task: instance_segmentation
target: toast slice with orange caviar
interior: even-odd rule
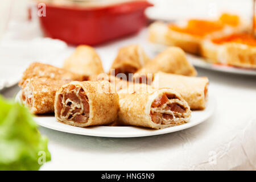
[[[185,23],[153,23],[149,27],[149,40],[154,43],[175,46],[185,52],[200,55],[205,38],[217,38],[243,31],[246,23],[236,15],[222,14],[216,20],[190,19]]]
[[[244,33],[205,40],[201,55],[212,63],[256,68],[256,39]]]

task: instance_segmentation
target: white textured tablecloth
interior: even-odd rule
[[[143,31],[97,47],[105,70],[121,46],[140,43],[152,53],[145,36]],[[59,60],[52,64],[61,65]],[[209,77],[217,100],[207,121],[180,131],[134,138],[86,136],[41,127],[52,155],[41,169],[255,169],[256,77],[197,69],[199,76]],[[2,94],[11,97],[18,90],[15,86]]]

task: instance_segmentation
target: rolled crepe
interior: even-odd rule
[[[106,80],[111,83],[112,87],[114,88],[115,92],[127,88],[129,85],[133,84],[132,82],[123,80],[122,78],[118,78],[114,76],[111,76],[106,73],[101,73],[98,75],[91,76],[89,77],[90,81],[101,81]]]
[[[134,73],[143,67],[150,60],[142,48],[138,45],[131,45],[121,48],[111,66],[114,75]],[[110,69],[110,73],[112,71]]]
[[[209,80],[207,77],[158,73],[152,85],[156,88],[171,88],[180,93],[191,109],[205,108]]]
[[[189,76],[197,74],[195,68],[187,60],[185,52],[181,48],[170,47],[136,72],[134,79],[144,77],[148,80],[150,78],[154,79],[154,74],[159,71]]]
[[[172,89],[134,84],[118,93],[118,122],[121,125],[159,129],[181,125],[190,119],[189,106]]]
[[[78,46],[75,52],[65,60],[63,67],[84,75],[104,72],[100,56],[93,48],[88,46]]]
[[[85,127],[108,125],[114,121],[118,96],[106,81],[72,81],[56,93],[55,117],[65,124]]]
[[[26,80],[32,77],[69,81],[84,81],[88,78],[88,76],[74,73],[49,64],[33,63],[23,72],[22,77],[19,82],[19,86],[22,87]]]
[[[20,100],[33,114],[53,113],[56,92],[67,82],[47,78],[27,79],[22,85]]]

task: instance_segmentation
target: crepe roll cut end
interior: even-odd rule
[[[117,117],[118,97],[110,84],[73,81],[63,85],[55,96],[57,120],[79,127],[108,125]],[[101,90],[102,88],[106,90]]]
[[[33,114],[53,113],[56,92],[67,82],[46,78],[27,79],[22,85],[21,102]]]
[[[204,109],[208,97],[209,80],[159,72],[152,84],[156,88],[170,88],[179,92],[192,110]]]
[[[118,95],[119,122],[125,126],[159,129],[185,123],[191,118],[187,102],[171,88],[135,84]]]
[[[64,93],[57,96],[56,114],[60,120],[72,120],[86,123],[89,115],[88,98],[81,87],[73,85],[64,88]]]
[[[188,122],[191,111],[185,101],[175,94],[163,92],[152,102],[150,115],[152,122],[162,128]]]

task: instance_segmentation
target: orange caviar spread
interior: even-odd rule
[[[171,24],[169,25],[169,28],[175,31],[202,38],[210,33],[221,30],[225,24],[232,26],[237,26],[239,22],[238,16],[223,14],[217,20],[191,19],[188,20],[185,27]]]
[[[228,42],[234,42],[251,46],[256,46],[256,39],[249,34],[232,34],[228,36],[212,39],[212,42],[217,44]]]
[[[230,26],[236,27],[239,24],[240,19],[239,16],[236,15],[230,15],[227,13],[224,13],[220,16],[219,19],[223,24],[228,24]]]

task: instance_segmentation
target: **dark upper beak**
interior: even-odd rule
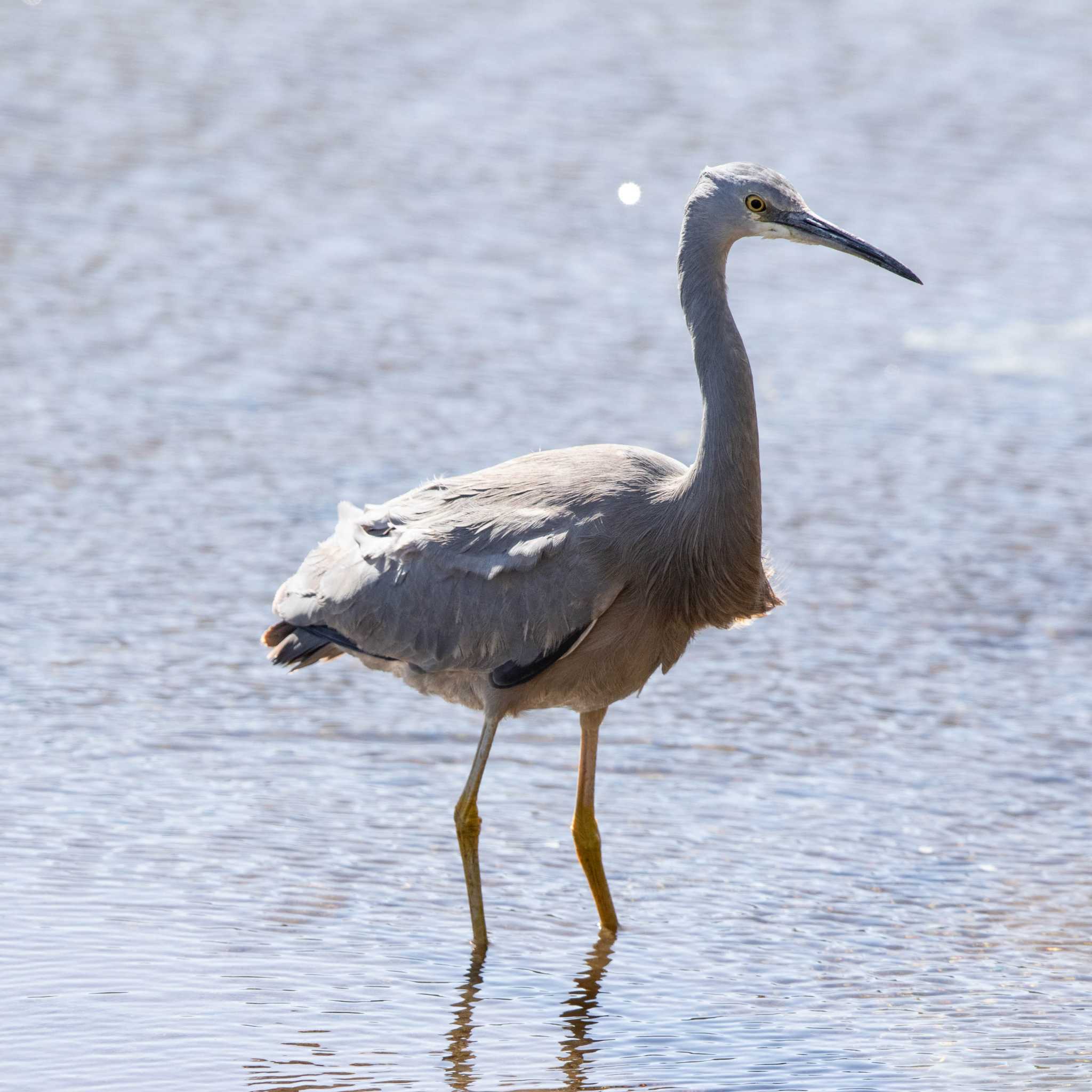
[[[787,224],[790,227],[795,227],[797,232],[810,236],[806,240],[808,242],[817,242],[820,246],[830,247],[832,250],[842,250],[847,254],[856,254],[858,258],[864,258],[866,262],[879,265],[880,269],[890,270],[890,272],[897,273],[899,276],[904,276],[907,281],[913,281],[915,284],[922,283],[921,278],[906,269],[902,262],[897,262],[890,254],[885,254],[882,250],[877,250],[874,246],[865,242],[864,239],[858,239],[855,235],[843,232],[840,227],[835,227],[829,221],[823,219],[821,216],[816,216],[814,213],[786,212],[778,217],[778,222]],[[800,241],[805,240],[802,239]]]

**Objective:**
Which lines in the entries above contain the string "target"? Copy out each of those lines.

**Solved problem:**
target: toast slice with orange caviar
target: white textured tablecloth
target: rolled crepe
target: crepe roll cut end
target: orange caviar spread
target: **dark upper beak**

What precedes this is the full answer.